▶ _Task requirements_: Write out the data below word for word, but leave the pictures out of your answer.

▶ _Records provided_:
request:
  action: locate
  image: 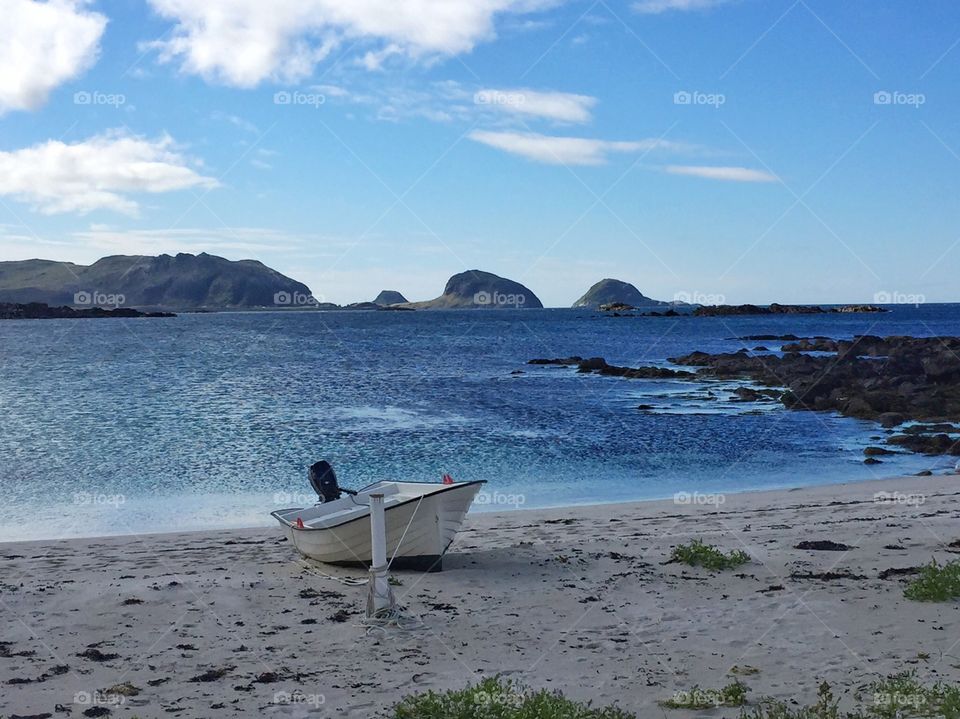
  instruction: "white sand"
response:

▶ _Complete answer_:
request:
  action: locate
  image: 
  instruction: "white sand"
response:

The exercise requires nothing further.